Source text =>
+--

How a bloody corpse was used in a 17th century forensic test

standsfield_pamphelet

People used to believe that the corpses of murder victims could identify their killers – sort of a zombie testimony.

Courts all over Europe, up until the 19th century in some places, practiced a ritual called the bier-right. The bier-right was a type of trial by ordeal during which an accused killer was forced to touch the body of a murder victim. If the corpse bled, then the accused was found guilty. It was believed that a dead body could intentionally make its wounds weep because a corpse could still act a little while after death.

Historians think that the last time a bier-right was practiced in Scotland was during the investigation of the murder of Sir James Standsfield in 1688. In this case, James Standsfield’s bleeding corpse led to the conviction and execution of his son, Philip Standsfield. A pamphlet titled, “A True relation of a Barbarous Bloody Murther, Committed by Philip Standsfield upon the Person of Sir James Standsfield his Father…” explains the gory details.

The body of Sir James Standsfield was found floating in a river near Edinburgh in 1688. Many people considered James’ death suspicious so surgeons were summoned from Edinburgh to view his body.

“The Corps being taken up in Morum Church, two Chyrurgeons were appointed to view it, who making an Incision about the Neck, found in one part under the Ear much stagnated or clotted Blood, and that the Joynts had been distended, also by the blackness of the Face many symptoms of strangling appeared, finding at the same time no water in the Stomach or Bowels, with many other Observations, up which they concluded him to be murthered before he was thrown in the water…”

+--

Data excerpts =>
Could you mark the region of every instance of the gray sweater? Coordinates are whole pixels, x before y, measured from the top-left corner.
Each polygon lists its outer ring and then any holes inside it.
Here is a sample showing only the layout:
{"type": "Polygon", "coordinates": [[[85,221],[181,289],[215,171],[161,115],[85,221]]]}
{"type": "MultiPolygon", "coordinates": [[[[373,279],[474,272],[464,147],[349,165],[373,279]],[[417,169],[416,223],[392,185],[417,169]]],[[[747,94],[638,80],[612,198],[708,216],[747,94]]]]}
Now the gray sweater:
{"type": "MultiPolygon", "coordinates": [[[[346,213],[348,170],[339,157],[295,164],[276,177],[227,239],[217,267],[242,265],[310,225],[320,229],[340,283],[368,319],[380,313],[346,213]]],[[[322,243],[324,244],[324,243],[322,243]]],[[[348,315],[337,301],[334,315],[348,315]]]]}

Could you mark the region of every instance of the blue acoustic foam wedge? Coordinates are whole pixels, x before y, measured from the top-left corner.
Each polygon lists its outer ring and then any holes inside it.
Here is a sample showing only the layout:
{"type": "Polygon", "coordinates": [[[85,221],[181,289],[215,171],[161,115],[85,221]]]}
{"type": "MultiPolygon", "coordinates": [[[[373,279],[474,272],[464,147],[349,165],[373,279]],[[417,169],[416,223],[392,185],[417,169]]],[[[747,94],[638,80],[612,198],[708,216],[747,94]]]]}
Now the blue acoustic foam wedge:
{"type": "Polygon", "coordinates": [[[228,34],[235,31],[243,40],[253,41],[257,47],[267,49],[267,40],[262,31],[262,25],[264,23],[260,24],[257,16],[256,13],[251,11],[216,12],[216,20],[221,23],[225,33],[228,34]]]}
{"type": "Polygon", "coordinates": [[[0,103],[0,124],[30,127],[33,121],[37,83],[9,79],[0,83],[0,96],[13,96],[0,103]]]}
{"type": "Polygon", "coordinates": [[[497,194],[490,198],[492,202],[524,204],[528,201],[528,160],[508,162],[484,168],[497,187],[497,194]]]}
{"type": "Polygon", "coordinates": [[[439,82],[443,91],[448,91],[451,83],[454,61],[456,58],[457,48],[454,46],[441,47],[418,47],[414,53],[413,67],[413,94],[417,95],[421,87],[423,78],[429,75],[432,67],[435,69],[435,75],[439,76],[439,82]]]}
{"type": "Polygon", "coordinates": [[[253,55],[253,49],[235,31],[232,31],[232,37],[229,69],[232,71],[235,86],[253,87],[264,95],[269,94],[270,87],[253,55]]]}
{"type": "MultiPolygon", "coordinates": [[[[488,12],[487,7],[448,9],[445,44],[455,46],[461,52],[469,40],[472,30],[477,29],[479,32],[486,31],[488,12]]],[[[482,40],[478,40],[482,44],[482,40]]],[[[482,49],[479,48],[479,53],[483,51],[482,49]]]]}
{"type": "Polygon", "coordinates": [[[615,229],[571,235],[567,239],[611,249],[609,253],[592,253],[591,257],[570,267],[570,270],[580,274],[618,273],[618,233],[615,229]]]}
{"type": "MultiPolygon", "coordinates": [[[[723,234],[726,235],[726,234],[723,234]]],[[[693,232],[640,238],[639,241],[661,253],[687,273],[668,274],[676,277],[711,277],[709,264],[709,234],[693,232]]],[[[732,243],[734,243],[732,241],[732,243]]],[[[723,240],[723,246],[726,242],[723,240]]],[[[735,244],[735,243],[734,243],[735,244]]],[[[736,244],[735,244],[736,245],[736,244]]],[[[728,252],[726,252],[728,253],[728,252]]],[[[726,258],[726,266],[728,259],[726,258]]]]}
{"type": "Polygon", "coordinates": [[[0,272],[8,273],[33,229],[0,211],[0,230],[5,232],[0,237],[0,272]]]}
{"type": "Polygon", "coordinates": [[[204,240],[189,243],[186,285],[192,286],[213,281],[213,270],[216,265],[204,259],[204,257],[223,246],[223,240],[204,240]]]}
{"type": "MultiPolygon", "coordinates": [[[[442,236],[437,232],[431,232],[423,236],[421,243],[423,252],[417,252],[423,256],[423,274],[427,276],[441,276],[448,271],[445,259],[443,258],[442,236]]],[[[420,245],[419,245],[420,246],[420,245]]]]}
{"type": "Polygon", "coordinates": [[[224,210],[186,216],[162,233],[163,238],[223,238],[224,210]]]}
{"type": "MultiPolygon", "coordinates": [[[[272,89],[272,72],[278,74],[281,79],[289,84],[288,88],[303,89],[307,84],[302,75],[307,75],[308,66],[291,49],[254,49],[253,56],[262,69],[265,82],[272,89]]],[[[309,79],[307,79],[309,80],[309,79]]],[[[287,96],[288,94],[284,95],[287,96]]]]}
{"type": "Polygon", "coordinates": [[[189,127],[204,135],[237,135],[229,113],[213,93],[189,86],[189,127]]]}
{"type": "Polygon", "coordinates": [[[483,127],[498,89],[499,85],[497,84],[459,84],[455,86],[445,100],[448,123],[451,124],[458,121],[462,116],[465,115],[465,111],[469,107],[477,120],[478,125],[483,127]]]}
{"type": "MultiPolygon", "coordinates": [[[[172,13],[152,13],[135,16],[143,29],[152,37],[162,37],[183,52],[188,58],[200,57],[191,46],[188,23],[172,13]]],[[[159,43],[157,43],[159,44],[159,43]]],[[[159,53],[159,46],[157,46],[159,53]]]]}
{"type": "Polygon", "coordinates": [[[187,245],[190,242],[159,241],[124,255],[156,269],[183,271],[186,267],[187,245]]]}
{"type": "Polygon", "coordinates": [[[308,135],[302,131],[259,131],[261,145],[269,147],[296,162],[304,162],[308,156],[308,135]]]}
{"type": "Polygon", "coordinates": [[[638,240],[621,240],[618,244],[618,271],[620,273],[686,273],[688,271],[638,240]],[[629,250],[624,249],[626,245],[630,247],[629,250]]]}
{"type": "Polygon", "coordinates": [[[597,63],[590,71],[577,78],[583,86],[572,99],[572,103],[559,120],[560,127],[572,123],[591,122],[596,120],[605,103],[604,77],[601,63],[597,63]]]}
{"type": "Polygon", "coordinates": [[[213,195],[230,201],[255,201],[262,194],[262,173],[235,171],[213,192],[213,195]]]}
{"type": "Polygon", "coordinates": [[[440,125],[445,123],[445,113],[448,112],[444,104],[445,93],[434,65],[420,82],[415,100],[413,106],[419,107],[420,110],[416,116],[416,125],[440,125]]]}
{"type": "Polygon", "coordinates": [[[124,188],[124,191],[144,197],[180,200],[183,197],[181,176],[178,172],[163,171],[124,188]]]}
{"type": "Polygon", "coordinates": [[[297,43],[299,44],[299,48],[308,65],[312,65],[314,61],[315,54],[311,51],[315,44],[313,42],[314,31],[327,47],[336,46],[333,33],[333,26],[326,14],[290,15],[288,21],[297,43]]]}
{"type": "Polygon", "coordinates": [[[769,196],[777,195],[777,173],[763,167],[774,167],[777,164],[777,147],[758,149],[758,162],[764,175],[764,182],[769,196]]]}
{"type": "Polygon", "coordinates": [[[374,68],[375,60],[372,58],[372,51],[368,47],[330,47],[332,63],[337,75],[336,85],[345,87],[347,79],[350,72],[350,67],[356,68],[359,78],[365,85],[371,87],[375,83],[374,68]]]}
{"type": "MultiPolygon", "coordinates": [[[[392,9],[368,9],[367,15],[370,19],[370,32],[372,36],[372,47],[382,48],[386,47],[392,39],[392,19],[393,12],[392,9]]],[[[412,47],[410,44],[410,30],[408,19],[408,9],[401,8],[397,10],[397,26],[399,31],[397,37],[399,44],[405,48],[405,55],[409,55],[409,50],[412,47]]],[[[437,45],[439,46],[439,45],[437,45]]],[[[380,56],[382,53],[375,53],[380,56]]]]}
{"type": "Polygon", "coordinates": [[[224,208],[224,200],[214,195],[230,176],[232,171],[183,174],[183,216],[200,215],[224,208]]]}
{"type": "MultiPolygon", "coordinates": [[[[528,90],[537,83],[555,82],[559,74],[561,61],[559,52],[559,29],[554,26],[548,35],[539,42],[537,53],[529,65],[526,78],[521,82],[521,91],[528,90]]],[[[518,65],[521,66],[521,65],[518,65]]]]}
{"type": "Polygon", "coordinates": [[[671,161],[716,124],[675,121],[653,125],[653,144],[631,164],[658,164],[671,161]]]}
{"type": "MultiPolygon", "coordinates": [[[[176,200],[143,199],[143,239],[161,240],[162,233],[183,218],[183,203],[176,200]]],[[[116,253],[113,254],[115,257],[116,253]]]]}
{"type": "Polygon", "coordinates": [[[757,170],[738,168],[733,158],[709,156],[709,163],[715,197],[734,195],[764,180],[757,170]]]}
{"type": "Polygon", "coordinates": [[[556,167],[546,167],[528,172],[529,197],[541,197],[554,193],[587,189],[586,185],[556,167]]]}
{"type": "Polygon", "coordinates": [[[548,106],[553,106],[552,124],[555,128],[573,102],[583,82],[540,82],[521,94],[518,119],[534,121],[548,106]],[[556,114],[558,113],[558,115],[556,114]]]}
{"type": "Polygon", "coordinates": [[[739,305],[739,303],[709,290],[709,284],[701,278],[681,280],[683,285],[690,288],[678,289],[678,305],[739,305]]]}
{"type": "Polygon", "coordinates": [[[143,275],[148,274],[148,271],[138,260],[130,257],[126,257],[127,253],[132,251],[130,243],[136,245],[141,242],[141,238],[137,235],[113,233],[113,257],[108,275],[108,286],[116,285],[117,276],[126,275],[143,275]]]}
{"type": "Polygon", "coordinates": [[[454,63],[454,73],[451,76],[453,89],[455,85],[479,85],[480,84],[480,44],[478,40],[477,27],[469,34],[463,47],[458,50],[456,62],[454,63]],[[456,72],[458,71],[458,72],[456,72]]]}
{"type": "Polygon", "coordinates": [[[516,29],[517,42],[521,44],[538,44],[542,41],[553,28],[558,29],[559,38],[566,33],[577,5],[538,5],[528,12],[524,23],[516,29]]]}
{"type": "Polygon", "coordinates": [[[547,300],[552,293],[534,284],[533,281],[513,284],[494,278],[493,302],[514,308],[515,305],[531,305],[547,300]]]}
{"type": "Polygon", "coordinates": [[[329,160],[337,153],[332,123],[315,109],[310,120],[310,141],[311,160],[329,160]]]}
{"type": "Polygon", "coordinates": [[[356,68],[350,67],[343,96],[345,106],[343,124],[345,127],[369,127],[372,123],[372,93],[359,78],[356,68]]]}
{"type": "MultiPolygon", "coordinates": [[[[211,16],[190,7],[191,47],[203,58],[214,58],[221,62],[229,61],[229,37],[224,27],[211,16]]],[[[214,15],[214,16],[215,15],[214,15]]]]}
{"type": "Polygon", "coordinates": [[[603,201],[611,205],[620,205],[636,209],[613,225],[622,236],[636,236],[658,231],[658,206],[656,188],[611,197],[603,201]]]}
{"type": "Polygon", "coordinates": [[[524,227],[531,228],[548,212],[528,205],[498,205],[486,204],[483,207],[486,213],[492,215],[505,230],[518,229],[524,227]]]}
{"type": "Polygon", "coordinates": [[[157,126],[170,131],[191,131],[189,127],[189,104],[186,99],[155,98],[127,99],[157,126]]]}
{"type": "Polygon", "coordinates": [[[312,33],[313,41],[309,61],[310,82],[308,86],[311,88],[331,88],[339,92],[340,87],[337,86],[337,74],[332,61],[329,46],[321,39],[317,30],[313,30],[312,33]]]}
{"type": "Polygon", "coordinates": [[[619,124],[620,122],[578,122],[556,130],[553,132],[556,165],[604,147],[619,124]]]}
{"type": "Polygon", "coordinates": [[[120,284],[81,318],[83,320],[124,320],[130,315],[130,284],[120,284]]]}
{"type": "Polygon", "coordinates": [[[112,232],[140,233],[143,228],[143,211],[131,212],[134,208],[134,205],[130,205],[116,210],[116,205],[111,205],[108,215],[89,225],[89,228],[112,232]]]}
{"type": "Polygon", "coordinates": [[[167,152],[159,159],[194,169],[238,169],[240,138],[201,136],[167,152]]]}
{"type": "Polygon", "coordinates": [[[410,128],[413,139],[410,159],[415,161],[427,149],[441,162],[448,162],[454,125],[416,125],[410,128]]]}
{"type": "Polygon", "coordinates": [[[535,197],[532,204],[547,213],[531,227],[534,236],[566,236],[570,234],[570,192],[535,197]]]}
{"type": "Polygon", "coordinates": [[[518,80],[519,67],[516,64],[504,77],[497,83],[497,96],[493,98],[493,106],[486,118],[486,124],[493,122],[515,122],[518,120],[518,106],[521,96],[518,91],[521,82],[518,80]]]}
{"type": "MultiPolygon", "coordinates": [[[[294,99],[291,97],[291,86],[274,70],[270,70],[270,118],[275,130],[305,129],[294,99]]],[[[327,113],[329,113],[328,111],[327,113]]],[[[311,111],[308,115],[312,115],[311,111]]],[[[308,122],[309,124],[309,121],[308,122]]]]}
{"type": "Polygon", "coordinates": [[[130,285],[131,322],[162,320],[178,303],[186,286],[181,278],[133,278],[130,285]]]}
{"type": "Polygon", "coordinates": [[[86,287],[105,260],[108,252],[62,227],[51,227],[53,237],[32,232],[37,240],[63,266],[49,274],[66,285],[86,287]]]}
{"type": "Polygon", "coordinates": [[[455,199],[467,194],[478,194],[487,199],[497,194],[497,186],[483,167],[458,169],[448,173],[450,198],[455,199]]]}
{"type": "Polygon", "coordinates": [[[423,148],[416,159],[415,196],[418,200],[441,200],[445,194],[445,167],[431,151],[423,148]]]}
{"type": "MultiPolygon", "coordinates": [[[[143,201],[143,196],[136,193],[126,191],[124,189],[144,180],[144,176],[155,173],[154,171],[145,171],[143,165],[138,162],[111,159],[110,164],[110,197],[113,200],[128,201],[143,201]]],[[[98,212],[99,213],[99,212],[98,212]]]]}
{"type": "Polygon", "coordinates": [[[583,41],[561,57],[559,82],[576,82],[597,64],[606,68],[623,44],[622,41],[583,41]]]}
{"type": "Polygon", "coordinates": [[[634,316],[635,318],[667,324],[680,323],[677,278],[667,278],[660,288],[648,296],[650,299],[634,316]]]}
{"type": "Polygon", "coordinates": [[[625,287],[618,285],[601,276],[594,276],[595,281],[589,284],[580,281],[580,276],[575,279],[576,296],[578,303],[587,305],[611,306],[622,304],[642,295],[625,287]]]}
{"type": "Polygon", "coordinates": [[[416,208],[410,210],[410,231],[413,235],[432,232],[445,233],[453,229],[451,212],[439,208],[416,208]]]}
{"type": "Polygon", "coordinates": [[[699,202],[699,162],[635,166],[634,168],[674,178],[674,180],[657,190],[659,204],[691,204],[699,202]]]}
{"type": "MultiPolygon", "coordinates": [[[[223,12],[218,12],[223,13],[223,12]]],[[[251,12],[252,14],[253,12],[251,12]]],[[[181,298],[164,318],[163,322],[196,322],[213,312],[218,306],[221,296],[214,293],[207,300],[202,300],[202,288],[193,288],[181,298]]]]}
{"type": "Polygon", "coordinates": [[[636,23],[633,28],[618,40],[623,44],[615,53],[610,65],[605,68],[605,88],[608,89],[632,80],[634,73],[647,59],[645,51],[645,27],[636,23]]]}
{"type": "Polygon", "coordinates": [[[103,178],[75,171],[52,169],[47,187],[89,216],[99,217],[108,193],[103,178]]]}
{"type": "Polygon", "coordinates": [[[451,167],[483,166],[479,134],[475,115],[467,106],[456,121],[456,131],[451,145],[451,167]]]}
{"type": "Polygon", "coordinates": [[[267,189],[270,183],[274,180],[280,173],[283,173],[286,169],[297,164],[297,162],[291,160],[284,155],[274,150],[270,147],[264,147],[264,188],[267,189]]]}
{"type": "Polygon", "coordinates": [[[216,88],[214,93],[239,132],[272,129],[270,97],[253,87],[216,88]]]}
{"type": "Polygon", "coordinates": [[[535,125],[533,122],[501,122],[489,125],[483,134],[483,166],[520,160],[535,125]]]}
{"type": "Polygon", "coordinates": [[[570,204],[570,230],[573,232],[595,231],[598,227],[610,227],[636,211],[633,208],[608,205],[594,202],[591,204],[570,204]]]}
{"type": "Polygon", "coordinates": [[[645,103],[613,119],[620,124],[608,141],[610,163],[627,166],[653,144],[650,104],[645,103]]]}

+--

Tasks to perform =>
a) According to the bier-right article, where was Sir James Standsfield's body found?
b) Continue the bier-right article from the end of the surgeons' findings.
The items above are separate from the bier-right article.

List of answers =>
a) It was found floating in a river near Edinburgh.

b)
James Standsfield’s corpse supposedly identified his killer when his relatives had to move his body to the coffin after the autopsy.

“And what further happened was exceeding remarkable, in which the finger of God, to discover more plainly the Murtherer visibly, appeared was, that a Speech being made, after the Wounds were sewed up, that some of Sir James’s nearest Relations should take him up off the place where he lay and lift him into his Coffin, the son, viz Philip Standsfield, attempting to raise the left side of his head and shoulders, whilst one Mr. Row raised the other side, the Blood sprung out upon Philip Standsfield’s Hand, at which wiping it upon his Coat and struck with terror and remorse, he cried out, Lord have mercy upon me, and so retired to a Pew, where the Chyrurgeon ordered him some Treacle-water to prevent his swooning away.”